Position identification records
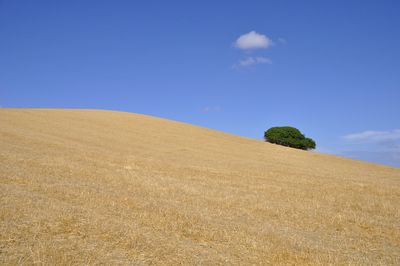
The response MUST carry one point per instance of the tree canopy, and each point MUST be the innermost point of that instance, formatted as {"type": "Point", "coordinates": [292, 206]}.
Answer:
{"type": "Point", "coordinates": [290, 137]}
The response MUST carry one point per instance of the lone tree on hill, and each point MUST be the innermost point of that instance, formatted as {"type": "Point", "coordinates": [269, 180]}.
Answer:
{"type": "Point", "coordinates": [290, 137]}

**SET TASK:** Convert the material above into a numbered list with one line per entry, skipping any blank lines. Leave the pictures out of the list.

**RESPONSE TO THE TASK:**
1. The response MUST carry one point per instance of the tree canopy, and each point MUST be the innermost point of that instance, formatted as {"type": "Point", "coordinates": [292, 206]}.
2. Answer:
3. {"type": "Point", "coordinates": [290, 137]}
4. The response MUST carry one point per instance of the lone tree on hill, and each point MUST be the innermost point of that instance, formatted as {"type": "Point", "coordinates": [269, 180]}.
5. Answer:
6. {"type": "Point", "coordinates": [290, 137]}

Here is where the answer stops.